Return each line of the material below that contains the word "outline", matching case exactly.

___ DATA RECORDS ___

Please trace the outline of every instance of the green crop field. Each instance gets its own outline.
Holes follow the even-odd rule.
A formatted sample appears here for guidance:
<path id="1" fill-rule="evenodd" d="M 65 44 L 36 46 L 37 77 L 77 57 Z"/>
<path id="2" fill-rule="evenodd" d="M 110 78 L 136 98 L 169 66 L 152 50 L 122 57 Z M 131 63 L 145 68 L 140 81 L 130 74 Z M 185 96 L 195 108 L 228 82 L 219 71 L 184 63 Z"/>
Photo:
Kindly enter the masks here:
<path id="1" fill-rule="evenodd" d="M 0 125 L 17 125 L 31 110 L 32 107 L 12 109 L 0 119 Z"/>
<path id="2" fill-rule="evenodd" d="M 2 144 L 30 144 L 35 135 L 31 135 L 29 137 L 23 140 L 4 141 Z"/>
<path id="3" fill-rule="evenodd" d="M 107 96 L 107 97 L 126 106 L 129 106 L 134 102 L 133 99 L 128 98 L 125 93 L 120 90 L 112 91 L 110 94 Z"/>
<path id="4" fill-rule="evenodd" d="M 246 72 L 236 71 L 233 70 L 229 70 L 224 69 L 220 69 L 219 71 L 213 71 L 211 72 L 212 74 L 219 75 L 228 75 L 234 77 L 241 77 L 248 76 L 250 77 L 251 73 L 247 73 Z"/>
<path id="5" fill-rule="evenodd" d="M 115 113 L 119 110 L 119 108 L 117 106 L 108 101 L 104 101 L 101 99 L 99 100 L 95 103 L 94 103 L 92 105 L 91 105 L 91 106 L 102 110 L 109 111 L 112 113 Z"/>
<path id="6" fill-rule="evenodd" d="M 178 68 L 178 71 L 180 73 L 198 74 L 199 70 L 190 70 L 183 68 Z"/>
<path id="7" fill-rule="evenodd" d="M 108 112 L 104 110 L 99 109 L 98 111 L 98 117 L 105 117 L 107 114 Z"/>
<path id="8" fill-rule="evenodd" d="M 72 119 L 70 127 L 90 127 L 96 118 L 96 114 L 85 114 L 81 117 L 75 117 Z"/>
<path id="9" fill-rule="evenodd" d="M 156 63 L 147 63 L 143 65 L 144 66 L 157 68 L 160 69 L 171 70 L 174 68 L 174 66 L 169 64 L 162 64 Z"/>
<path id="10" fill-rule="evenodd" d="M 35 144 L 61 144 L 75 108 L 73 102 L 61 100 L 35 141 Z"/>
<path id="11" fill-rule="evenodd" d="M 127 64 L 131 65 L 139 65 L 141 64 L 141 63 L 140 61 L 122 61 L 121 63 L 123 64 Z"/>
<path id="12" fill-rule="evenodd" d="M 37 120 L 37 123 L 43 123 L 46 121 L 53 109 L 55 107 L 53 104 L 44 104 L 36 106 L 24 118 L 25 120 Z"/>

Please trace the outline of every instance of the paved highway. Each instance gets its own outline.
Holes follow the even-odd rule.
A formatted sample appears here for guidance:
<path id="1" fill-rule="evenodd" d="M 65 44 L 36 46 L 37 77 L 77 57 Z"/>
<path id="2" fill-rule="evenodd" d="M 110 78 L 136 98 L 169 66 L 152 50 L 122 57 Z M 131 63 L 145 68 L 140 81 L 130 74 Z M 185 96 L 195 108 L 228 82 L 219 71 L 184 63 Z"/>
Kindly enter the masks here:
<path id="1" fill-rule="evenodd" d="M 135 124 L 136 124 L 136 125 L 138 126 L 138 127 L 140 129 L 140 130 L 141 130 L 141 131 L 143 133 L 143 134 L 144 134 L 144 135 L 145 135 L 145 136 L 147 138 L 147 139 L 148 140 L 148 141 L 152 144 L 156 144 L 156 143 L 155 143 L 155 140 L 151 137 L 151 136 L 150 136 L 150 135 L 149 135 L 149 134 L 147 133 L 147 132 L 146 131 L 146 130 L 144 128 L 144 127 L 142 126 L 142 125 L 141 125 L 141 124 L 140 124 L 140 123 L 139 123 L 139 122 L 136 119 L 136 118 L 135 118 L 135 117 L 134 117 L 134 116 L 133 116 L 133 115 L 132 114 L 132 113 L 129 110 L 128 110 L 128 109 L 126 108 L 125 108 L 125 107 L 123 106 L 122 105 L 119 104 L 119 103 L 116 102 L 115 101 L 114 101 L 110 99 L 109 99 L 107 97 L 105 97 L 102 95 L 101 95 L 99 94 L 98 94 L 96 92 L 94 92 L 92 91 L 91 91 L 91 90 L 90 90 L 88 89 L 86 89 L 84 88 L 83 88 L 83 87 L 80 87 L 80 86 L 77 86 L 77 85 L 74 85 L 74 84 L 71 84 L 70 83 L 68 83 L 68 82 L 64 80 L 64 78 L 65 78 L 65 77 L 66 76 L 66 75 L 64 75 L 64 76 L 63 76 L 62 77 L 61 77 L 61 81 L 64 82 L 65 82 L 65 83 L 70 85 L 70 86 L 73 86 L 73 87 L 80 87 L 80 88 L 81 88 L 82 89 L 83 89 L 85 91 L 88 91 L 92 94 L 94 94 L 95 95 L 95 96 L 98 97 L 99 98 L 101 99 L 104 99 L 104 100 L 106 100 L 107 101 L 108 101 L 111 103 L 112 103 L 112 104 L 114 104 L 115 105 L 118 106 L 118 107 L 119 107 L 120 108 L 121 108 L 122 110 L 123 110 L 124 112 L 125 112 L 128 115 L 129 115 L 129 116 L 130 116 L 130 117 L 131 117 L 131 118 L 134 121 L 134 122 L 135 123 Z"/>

___

## [ANSWER FOR THE TASK]
Please trace the outline of every instance of the green crop field. Each instance gets its own outline.
Please trace the outline of every instance of the paved highway. Each instance gets its own outline.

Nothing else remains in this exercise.